## EXERCISE AIM
Could you write out all of the data again, word for word?

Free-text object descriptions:

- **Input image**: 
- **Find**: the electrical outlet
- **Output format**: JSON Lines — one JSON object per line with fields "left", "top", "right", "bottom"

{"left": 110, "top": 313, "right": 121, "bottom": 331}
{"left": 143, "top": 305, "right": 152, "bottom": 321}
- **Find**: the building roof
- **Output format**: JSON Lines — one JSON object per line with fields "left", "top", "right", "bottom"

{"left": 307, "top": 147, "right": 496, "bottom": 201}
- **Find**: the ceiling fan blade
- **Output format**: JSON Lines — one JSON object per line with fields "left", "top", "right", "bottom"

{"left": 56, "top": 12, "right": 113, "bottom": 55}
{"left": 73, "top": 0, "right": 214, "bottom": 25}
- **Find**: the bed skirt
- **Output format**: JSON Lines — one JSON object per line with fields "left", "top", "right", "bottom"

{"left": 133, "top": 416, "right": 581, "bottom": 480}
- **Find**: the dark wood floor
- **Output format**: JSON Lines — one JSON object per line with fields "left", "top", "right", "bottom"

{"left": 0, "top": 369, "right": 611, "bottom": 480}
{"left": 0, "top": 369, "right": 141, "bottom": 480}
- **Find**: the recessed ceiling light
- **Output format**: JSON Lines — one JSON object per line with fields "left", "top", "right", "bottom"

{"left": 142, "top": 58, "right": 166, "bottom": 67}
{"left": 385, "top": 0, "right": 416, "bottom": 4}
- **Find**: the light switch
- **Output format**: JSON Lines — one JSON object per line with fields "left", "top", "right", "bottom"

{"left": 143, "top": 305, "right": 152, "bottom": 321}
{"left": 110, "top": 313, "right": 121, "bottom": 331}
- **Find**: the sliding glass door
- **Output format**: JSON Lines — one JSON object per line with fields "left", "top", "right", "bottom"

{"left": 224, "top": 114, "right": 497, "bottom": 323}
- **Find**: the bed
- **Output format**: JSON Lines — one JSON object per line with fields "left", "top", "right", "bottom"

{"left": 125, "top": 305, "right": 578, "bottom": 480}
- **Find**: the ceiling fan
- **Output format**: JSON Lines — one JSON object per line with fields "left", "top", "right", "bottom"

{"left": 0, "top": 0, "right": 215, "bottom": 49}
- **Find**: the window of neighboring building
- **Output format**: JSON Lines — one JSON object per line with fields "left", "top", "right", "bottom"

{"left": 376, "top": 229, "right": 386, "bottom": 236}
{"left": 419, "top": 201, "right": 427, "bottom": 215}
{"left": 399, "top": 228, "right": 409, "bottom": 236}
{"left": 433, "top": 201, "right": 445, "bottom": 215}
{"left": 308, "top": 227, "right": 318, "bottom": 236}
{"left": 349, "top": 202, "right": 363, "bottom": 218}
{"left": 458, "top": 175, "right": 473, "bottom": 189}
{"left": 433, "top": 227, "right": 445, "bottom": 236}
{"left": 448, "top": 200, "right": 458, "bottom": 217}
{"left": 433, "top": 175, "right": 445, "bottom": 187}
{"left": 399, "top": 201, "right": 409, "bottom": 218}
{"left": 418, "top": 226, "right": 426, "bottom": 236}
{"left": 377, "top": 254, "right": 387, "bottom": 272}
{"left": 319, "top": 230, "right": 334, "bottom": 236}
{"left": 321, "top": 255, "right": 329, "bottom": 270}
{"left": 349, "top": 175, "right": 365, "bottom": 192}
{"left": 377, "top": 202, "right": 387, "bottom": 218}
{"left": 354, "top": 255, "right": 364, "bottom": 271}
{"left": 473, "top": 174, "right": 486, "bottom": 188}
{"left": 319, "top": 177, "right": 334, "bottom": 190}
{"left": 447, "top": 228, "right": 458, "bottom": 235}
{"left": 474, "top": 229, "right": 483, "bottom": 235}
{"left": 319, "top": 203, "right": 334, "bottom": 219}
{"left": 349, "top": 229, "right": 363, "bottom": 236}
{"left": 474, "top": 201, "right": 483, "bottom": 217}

## WRITTEN SOLUTION
- **Input image**: 
- **Find**: the electrical outlet
- **Output format**: JSON Lines — one JSON object per line with fields "left", "top", "right", "bottom"

{"left": 110, "top": 313, "right": 121, "bottom": 331}
{"left": 143, "top": 305, "right": 152, "bottom": 321}
- **Find**: the building roof
- **Output format**: JSON Lines — one JSON object per line with fields "left", "top", "right", "bottom"

{"left": 307, "top": 147, "right": 496, "bottom": 201}
- **Find**: the ceiling fan blade
- **Output format**: JSON Lines — one JSON object per line with fields "left", "top", "right", "bottom"

{"left": 56, "top": 12, "right": 113, "bottom": 55}
{"left": 73, "top": 0, "right": 214, "bottom": 25}
- **Find**: the bed skirt
- **Output format**: JSON Lines — one JSON object per line with fields "left", "top", "right", "bottom"

{"left": 133, "top": 416, "right": 581, "bottom": 480}
- **Find**: the dark wood floor
- **Output format**: JSON Lines — one JSON object per line with fields "left", "top", "right", "bottom"

{"left": 0, "top": 369, "right": 611, "bottom": 480}
{"left": 0, "top": 369, "right": 141, "bottom": 480}
- **Find**: the recessed ceiling light
- **Output format**: JSON Lines — one JSON object per line with fields "left", "top", "right", "bottom"

{"left": 142, "top": 58, "right": 166, "bottom": 67}
{"left": 385, "top": 0, "right": 416, "bottom": 4}
- **Find**: the light switch
- **Output format**: JSON Lines — one JSON object per line with fields "left", "top", "right", "bottom"

{"left": 143, "top": 305, "right": 152, "bottom": 321}
{"left": 110, "top": 313, "right": 121, "bottom": 331}
- **Find**: the sliding glass door
- **Output format**: JSON Lines — one JSON object per line with fields "left", "top", "right", "bottom"

{"left": 224, "top": 114, "right": 497, "bottom": 323}
- **Find**: the bed
- **Output format**: JSON Lines — one JSON object per line with fields "left", "top", "right", "bottom"

{"left": 125, "top": 305, "right": 578, "bottom": 480}
- **Find**: the ceiling fan
- **Output format**: JSON Lines — one JSON object per line with fields "left", "top", "right", "bottom"

{"left": 0, "top": 0, "right": 215, "bottom": 49}
- **Find**: the window of neighboring building
- **Output format**: JSON Lines — one JSON object per line with fields "left", "top", "right", "bottom"

{"left": 376, "top": 229, "right": 386, "bottom": 236}
{"left": 419, "top": 201, "right": 427, "bottom": 215}
{"left": 399, "top": 228, "right": 409, "bottom": 236}
{"left": 433, "top": 201, "right": 445, "bottom": 215}
{"left": 308, "top": 227, "right": 318, "bottom": 236}
{"left": 349, "top": 202, "right": 363, "bottom": 218}
{"left": 458, "top": 175, "right": 473, "bottom": 189}
{"left": 433, "top": 227, "right": 445, "bottom": 236}
{"left": 448, "top": 200, "right": 458, "bottom": 217}
{"left": 433, "top": 175, "right": 445, "bottom": 187}
{"left": 399, "top": 201, "right": 409, "bottom": 218}
{"left": 418, "top": 226, "right": 426, "bottom": 236}
{"left": 377, "top": 254, "right": 387, "bottom": 272}
{"left": 319, "top": 230, "right": 334, "bottom": 236}
{"left": 321, "top": 255, "right": 329, "bottom": 270}
{"left": 349, "top": 175, "right": 365, "bottom": 192}
{"left": 377, "top": 202, "right": 387, "bottom": 218}
{"left": 354, "top": 255, "right": 364, "bottom": 271}
{"left": 473, "top": 174, "right": 486, "bottom": 188}
{"left": 319, "top": 177, "right": 334, "bottom": 190}
{"left": 447, "top": 228, "right": 458, "bottom": 235}
{"left": 474, "top": 229, "right": 483, "bottom": 235}
{"left": 319, "top": 203, "right": 334, "bottom": 219}
{"left": 349, "top": 229, "right": 363, "bottom": 236}
{"left": 474, "top": 201, "right": 483, "bottom": 217}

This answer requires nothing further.